> **SUPPLIED MATERIAL**:
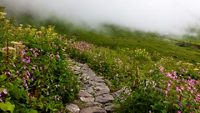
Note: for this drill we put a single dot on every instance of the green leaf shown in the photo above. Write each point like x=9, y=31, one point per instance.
x=7, y=106
x=33, y=111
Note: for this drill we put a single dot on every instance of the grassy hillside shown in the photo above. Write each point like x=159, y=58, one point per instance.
x=116, y=37
x=163, y=75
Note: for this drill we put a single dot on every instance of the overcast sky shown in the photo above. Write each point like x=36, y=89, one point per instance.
x=164, y=16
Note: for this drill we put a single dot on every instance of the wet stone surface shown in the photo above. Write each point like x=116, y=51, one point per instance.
x=94, y=95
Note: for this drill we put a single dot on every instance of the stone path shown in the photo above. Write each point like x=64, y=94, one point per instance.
x=94, y=96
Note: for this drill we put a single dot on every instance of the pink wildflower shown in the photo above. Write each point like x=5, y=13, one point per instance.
x=179, y=111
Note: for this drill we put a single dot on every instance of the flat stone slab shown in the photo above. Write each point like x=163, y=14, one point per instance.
x=94, y=109
x=73, y=108
x=87, y=99
x=105, y=98
x=83, y=93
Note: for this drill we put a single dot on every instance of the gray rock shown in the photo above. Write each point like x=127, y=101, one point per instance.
x=90, y=90
x=109, y=108
x=105, y=98
x=103, y=91
x=87, y=99
x=94, y=109
x=73, y=108
x=83, y=93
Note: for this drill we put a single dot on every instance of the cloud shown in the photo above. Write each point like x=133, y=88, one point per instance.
x=164, y=16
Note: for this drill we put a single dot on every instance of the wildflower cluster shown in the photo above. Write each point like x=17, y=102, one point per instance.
x=34, y=74
x=184, y=91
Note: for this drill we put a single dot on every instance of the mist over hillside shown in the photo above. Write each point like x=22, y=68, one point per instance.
x=164, y=16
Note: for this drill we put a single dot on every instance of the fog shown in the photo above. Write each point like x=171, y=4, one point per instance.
x=163, y=16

> **SET PROBLEM**:
Reproduce all of the data above, substituting "exercise" for each occurrence of "drill" and changing nothing else. Leave the pictures out.

> **THE OUTPUT**:
Note: for this exercise we put a single dot on every instance of the green leaf shown in the photo above. Write each point like x=9, y=31, one point per instance.
x=7, y=106
x=33, y=111
Note: for this exercise we put a single dot on every instance of the grassy hillside shown in the photo above. Write each point like x=159, y=58, one point per instance.
x=116, y=37
x=163, y=75
Note: for this exercise we put a single dot on every instance of the overcast sky shown in the photo above. Write each point like x=36, y=89, one point per instance.
x=164, y=16
Note: for this exercise we put a single dot on every instance of the wet stone surface shown in the photo above. Write each point like x=116, y=51, one point per instance.
x=94, y=95
Note: for this exercise we put a single dot on every instance of the stone path shown in the photo above. Write each point like x=64, y=94, one point per instance.
x=94, y=96
Note: for this exercise we put a single dot on every instance of the pink wildflower shown in the photo above. Write each point like x=5, y=13, one point per instance.
x=179, y=111
Note: for this exercise we put a single dot on every instance of the flat stone slab shown in the photo above. Write each point like x=163, y=14, one point per instance.
x=94, y=109
x=73, y=108
x=87, y=99
x=105, y=98
x=83, y=93
Note: for this exercise we put a single dot on every instance of the gray rock shown in the photo above. Write each point like x=127, y=101, one point per instance.
x=90, y=90
x=109, y=108
x=105, y=98
x=103, y=91
x=87, y=99
x=94, y=109
x=73, y=108
x=83, y=93
Note: for this exercise we put a single dot on every instance of the cloud shown in the photo above. Write each point like x=133, y=88, one point per instance.
x=164, y=16
Note: for this exercise we put a single dot on every instance of the wildflower cluster shown in the photo above. Write each point like x=17, y=102, one point per instance.
x=34, y=74
x=184, y=91
Note: for this exercise we put a single dot on every instance of the mist over hillside shown in the photo above. Write each point like x=22, y=68, one point per instance.
x=164, y=16
Note: for this exercise we put a single dot on every instance of the fog shown in the photo above. Write each point like x=171, y=4, one point per instance.
x=163, y=16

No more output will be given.